In other 11th Circuit news, the court addressed the Georgia state court bail system where an man was arrested and was too poor to post bail.  Therefore he was held for 6 days even though the misdemeanor he was arrested for could not be punished by a jail sentence.  Judge O'Scannlain (visiting from the 9th Circuit) along with Julie Carnes said as long as bail is addressed within 48 hours, all is OK.  Judge Martin started her persuasive dissent like this:

Maurice Walker was jailed by the City of Calhoun for six days because he was too poor to pay his bail. He challenges the City’s practice of jailing people before trial when they are too poor to make bond, arguing it violates the constitutional guarantees of due process and equal protection. The Majority rejects this claim, characterizing the pretrial jailing as “merely wait[ing] some appropriate amount of time to receive the same benefit as the more affluent.” Maj. Op. at 27. In this way, the Majority renders it unnecessary to review the City’s practice with heightened scrutiny. I believe the Majority rewrites this court’s binding precedent in Pugh v. Rainwater, 572 F.2d 1053 (5th Cir. 1978) (en banc),2 which held that “[t]he incarceration of those who cannot [pay for pretrial release], without meaningful consideration of other possible alternatives, infringes on both due process and equal protection requirements.” Id. at 1057. The Majority fails to recognize this infringement on the rights of indigents, so I dissent.


Anonymous said...

Why are all the visiting court of appeal judges conservatives?

Anonymous said...

As far as their description of the abortion procedure , it is 100% accurate. The dismemberment of a baby is what abortion is all about. Liberals have been trying to hide this fact from the public for eons. Kudos to Carnes for exposing this inhumane business.

Anonymous said...

Everyone out there trying to get onto Trump's short list

Anonymous said...

I love the condescending "OK, Judge Dubina. You're on record now." If a liberal appellate judge made a similar comment about say, citizens united, would you be just as condescending? Me thinks no.

I believe we should try, if we can, to respect each other's strongly held beliefs.

Anonymous said...

5:38 PM -- I doubt that. Because of their age, neither Carnes nor Dubina has any chance of being elevated to the Supreme Court, a fact that both of them know well.

Anonymous said...

@5:36, "liberals" are not trying hide anything. There is, however, an honest and good faith disagreement at play. Some people, myself included, do not believe that there is such a thing as a "living unborn child." To many of us, a child, by definition, has been born.

INSTRUCTIONS
**A.** Set down the passage from the blog post between "Everyone out there" and "them know well.", inclusive, with every word and mark unchanged.
**B.** List every judge named in the blog post, including its comments.
The data is not needed for any of this work.

COLLECTED MATERIAL
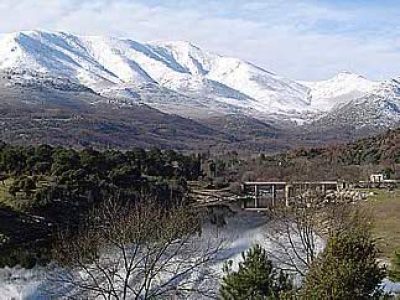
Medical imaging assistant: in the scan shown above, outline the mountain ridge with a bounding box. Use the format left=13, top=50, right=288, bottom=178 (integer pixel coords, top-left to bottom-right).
left=0, top=30, right=382, bottom=117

ANSWER LIST
**A.**
Everyone out there trying to get onto Trump's short list

Anonymous said...

I love the condescending "OK, Judge Dubina. You're on record now." If a liberal appellate judge made a similar comment about say, citizens united, would you be just as condescending? Me thinks no.

I believe we should try, if we can, to respect each other's strongly held beliefs.

Anonymous said...

5:38 PM -- I doubt that. Because of their age, neither Carnes nor Dubina has any chance of being elevated to the Supreme Court, a fact that both of them know well.

**B.**
- O'Scannlain
- Julie Carnes
- Martin
- Dubina